■ PAGE EXCERPT
————

November 07, 2004

Gratuitous Domestic Posting (TM) - Outdoor Division

Robert the Llama Butcher has been keeping us posted on his gripping battle against savage nature. The chaotic forces of the wild have waged unrelenting warfare upon his neat and orderly bastion of civilization, and so far in his desperation he's managed to stem the tide, but not completely halt the devastation.

Earlier this year, Robert made a public plea for help, asking any with previous experience with this sort of enemy to please assist him.

Amidst the subsequent flood of calls for napalm, claymore mines, razor wire and beamed microwave weapons (mmmmm, toasty!), my quiet advice to use human urine went unheeded.

Now I based this on two things. First, I saw it once in a movie (Doc Hollywood), and we all know that Hollywood knows what's best for us. Secondly, I asked an aquaintance I know who is something of an expert on nature. Mr. X (he asked me not to use his real name on the internet because he fears our evil government) is eminently qualified. He drives an old but functional VW microbus with an ecology sticker on the bumper and he is a member of the American Greens Party, our indigenous friends of nature.

This is what he told me; "Human urine is the perfect method of area denial against natural forces. Almost all animals will avoid an area with that scent because we're all chauvanistic biped assholes who think we own the planet."

He also told me that he recalls seeing it in a movie once. When I asked how that was possible, seeing as how he didn't own a television (evil government beaming brain-controlling waves through the screen, ya know), he admitted that someone might have told him about it.

————

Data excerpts

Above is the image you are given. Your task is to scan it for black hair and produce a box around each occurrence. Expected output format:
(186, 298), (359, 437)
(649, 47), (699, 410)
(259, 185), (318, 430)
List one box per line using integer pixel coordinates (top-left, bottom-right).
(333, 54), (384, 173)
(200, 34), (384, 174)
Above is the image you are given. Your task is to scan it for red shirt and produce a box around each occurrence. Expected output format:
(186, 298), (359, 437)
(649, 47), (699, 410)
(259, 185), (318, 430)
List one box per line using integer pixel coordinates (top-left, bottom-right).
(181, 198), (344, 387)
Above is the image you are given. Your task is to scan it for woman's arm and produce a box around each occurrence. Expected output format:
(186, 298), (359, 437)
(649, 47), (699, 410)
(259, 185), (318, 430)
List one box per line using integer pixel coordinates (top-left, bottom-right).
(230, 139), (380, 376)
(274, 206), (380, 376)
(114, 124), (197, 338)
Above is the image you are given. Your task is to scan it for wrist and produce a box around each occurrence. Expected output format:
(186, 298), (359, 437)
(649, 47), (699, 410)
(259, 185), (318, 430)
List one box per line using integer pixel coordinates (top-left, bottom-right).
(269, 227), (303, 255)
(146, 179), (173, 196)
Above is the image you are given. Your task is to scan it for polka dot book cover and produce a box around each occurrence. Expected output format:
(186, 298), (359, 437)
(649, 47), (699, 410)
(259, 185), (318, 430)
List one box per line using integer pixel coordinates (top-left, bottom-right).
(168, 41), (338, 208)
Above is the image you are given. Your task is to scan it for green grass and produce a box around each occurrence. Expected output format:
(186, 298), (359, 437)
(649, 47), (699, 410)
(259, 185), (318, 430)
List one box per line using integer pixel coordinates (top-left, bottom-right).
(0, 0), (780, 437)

————

■ REQUIRED ACTIONS
- A) In the blog post about Robert's battle against nature, list every weapon that people called for in response to his plea for help.
- B) According to the blog post about Robert's battle against nature, in which movie did the writer see human urine used?
- C) Extend the blog post about Robert's battle against nature, starting after its last sentence.

■ EXPECTED RESPONSES
- A)
- Napalm
- Claymore mines
- Razor wire
- Beamed microwave weapons

- B) Doc Hollywood

- C)
This is an educated man in touch with the world around him. Mr. X invited me in to try his latest culinary creation: Sinsemilla Brownies with Patchouli frosting. Fortunately I was pressed for time and had to decline, but not before hearing about how he has entered variations of that same basic recipe to every Betty Crocker recipe contest since 1964. He is convinced that he has taken first prize every year, but since he dares not send his real name and address through the governmnet controlled mail system, well, the Betty Crocker people can't contact him to let him know that he's won. Such is the life of one who refuses to be a tool of the man.

Another possibility occurred to me. Robert just may not be very familiar with our wildlife in Northern Virginia. Like everything else in such close proximity to Washington DC, even the animals achieve a cunning and cynicism not encountered elsewhere in the wild (evil government mind-beams? I merely note, you decide for yourselves).

I once saw a diagram of a favorite tactic used by deer in this area. A classic case of misdirection, a deer sneaks up on a hunter behind a tree then taps his shoulder. When the hunter looks that way, the deer tiptoes away in the opposite direction, smirking like a chimp (Mr. X used that simile often during our conversation, it's kinda stuck in my mind at the moment).

But Northern Virginia deer have taken the misdirection to new levels of sophistication. They have learned from the hunters, and are now using their own camoflage. The deer in our region are now wearing coveralls and posing as county workers. Their lack of hands poses no problems, because no one expects county workers to actually be doing anything anyways. It's a near perfect disguise.

So Robert, my advice to you regarding Bambi the Balrog and his evil sidekick Thumper (who may or may not be in the employ of our evil government) is simple and direct. You don't need explosives (for this, otherwise they're big fun), all you need is a supersoaker squirtrifle and your own human bodily functions. Urinate into the tank every time you have to go. Drink plenty of beer (volume) and eat asparagus (odor) to assist. Then, next time you see a group of county workers in your neighborhood pretending to be doing roadwork or such, do a quick check. County vehicle? Jumpsuits? Multiple "workers"? Remember, misdirection works because they give you just enough to let your own mind fill in the details you expect to see. Strap on that supersoaker and charge them. Spray them with your human essence. I guarantee that you'll instantly scatter them in a panic to get away. And when they send reinforcements, probably in a different type of uniform - misdirection, remember? - greet them at your door with your supersoaker of righteousness as well.

Let me know how this works out for you, eh?

Posted by Ted at November 7, 2004 08:25 AM | TrackBack
Comments

One: You are an evil man... Supersoaker *snort* MWAHAHAHAHAHAHAHA!

Two: Possible typo "Greens Party"? Or is Mr X a member of the political party devoted to getting more leafy vegetables on our dinner plates?